* [Provided data]
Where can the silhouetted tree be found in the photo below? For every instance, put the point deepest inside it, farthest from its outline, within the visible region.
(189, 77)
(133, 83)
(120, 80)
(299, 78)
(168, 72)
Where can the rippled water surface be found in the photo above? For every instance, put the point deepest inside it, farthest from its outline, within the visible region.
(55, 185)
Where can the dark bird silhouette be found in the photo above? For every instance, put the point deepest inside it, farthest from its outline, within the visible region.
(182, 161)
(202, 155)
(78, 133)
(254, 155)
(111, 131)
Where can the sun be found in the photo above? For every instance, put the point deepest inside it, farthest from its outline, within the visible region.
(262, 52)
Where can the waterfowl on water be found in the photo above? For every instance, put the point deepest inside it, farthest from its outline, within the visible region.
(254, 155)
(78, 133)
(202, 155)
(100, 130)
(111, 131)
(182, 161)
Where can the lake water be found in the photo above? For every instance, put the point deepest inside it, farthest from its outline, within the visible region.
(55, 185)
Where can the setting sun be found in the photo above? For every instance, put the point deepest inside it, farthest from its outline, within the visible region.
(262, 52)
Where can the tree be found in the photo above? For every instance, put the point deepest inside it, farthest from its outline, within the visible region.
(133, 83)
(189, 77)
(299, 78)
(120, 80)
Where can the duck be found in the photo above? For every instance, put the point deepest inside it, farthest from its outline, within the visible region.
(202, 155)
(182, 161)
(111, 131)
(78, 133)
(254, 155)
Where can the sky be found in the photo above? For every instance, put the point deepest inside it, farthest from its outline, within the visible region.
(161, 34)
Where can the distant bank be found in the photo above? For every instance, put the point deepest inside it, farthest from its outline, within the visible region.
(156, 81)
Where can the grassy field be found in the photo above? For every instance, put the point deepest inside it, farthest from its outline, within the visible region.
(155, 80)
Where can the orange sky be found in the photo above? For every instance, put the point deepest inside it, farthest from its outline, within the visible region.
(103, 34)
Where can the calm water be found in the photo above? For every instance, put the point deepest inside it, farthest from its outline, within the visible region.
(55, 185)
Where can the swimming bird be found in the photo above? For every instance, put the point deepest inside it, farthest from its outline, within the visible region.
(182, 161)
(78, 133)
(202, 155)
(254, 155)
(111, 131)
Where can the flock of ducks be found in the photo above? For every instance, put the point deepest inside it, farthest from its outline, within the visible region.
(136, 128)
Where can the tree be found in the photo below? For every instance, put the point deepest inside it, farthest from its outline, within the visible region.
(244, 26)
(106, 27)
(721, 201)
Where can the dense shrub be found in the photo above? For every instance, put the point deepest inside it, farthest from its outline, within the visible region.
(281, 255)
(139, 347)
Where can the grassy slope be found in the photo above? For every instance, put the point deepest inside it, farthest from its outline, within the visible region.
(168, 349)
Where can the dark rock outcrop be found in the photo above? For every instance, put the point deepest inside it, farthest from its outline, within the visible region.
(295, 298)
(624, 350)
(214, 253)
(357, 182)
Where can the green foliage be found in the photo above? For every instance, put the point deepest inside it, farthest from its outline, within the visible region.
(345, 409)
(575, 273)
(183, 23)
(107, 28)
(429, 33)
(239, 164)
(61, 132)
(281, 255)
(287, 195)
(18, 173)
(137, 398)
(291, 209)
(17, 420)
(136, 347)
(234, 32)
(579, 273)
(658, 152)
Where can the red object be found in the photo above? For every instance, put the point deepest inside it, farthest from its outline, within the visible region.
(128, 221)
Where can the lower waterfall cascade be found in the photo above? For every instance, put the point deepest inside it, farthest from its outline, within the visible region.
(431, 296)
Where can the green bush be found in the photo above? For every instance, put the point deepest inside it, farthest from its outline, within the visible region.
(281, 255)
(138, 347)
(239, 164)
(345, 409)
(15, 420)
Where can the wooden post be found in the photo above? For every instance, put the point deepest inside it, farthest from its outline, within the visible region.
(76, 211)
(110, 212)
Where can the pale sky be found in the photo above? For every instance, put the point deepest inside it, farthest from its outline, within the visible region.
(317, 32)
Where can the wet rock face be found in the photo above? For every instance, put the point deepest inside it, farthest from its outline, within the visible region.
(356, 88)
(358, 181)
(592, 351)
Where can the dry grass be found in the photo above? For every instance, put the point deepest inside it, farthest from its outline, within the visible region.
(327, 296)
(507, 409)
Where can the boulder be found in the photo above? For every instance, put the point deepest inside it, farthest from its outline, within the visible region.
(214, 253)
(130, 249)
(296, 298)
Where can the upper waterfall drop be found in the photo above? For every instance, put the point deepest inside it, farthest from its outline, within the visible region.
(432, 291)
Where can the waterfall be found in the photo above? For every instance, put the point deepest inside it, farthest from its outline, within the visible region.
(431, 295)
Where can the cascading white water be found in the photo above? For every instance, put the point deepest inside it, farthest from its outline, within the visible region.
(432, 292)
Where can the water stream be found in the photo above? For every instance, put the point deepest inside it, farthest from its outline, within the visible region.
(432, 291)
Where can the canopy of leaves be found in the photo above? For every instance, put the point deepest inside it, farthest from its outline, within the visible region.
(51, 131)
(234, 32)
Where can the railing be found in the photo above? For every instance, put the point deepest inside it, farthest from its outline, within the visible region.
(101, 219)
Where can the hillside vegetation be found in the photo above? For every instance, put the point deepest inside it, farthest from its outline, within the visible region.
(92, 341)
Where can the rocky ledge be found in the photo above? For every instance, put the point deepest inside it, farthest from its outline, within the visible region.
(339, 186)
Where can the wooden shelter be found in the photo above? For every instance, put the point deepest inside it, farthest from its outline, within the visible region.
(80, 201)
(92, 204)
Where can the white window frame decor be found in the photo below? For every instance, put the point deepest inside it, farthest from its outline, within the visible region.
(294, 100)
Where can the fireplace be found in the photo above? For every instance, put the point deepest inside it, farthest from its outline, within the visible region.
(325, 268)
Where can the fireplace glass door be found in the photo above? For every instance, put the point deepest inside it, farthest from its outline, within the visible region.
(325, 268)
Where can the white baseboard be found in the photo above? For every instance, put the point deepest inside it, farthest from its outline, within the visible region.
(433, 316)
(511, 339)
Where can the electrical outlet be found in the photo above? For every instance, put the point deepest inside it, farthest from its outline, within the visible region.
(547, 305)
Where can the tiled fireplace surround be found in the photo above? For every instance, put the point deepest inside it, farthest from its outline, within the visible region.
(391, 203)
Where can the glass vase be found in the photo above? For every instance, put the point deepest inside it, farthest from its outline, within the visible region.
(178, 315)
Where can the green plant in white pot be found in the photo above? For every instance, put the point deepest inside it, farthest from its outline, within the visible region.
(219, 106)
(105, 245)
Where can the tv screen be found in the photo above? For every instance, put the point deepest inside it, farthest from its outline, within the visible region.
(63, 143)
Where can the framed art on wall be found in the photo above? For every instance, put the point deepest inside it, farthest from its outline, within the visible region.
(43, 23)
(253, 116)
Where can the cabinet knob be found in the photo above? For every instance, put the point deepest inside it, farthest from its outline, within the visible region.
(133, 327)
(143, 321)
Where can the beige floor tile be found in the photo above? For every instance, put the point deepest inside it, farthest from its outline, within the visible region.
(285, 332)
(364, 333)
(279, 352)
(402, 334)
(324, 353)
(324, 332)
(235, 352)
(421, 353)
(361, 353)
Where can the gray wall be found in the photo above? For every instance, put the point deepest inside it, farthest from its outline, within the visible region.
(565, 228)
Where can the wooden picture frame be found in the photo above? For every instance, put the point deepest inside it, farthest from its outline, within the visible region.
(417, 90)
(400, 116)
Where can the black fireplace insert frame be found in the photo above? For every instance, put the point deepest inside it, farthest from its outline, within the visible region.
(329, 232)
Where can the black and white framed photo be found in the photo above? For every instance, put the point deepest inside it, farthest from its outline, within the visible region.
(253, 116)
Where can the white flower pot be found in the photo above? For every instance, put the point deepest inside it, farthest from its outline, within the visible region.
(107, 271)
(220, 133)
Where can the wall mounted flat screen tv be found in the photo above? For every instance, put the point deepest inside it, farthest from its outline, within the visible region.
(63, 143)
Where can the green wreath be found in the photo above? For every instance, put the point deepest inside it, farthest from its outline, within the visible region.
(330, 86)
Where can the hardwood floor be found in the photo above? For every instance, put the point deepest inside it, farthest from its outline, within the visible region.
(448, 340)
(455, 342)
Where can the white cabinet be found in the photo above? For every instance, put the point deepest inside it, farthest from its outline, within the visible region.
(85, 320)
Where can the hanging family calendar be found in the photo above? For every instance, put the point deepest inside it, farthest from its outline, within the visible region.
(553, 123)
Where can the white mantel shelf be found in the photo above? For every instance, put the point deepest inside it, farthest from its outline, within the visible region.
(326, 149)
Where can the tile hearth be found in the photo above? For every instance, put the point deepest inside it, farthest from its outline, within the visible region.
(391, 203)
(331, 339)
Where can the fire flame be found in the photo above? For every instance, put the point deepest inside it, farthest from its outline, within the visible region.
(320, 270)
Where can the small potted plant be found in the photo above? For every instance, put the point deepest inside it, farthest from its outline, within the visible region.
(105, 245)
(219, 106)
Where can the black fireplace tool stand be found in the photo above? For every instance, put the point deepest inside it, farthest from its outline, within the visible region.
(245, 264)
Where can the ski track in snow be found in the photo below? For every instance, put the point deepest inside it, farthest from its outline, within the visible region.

* [Stated exercise] Only the lines from the one containing "Where can the wall" to the end of the records should be repeated, exactly as they appear.

* [Finished task]
Where can the wall mounted flat screen tv be found in the photo above? For every instance, put the point deepest inside it, farthest from its outline, within the visible region.
(63, 143)
Where can the green wreath be found in the photo above? For every instance, put the point deepest inside it, farthest from its outline, within the visible region.
(330, 86)
Where can the hardwood floor be found in the photo above? For every instance, put the point deepest inside it, farthest from its outline, within the visible region.
(448, 340)
(455, 342)
Where can the white cabinet be found in the photo above? For every instance, put the point deepest inside it, farthest from its outline, within the visible region.
(85, 320)
Where can the hanging family calendar be found in the photo above? For every instance, put the point deepest inside it, farthest from its outline, within the visible region.
(553, 123)
Where can the white mantel shelf be found in the photo above? For every instance, put the point deepest inside it, farthest from its outline, within the visible region.
(326, 149)
Where can the tile hearth be found in the photo above? For every instance, put the point deepest inside it, farthest from its outline, within the visible region.
(391, 203)
(331, 339)
Where can the fire flame be found in the photo above? For every instance, put the point deepest inside it, farthest from its outline, within the visible region.
(320, 270)
Where can the small potted plant be found in the photo above? For every instance, put the point deepest inside it, farthest from its outline, within the visible region.
(105, 245)
(219, 106)
Where can the black fireplace tool stand be found in the photo above? For every instance, put the point deepest inside it, farthest from its outline, within the visible region.
(245, 264)
Where can the ski track in snow be found in the photo below? For every instance, put the point deepest inside it, farthest from its outline, within the visible region.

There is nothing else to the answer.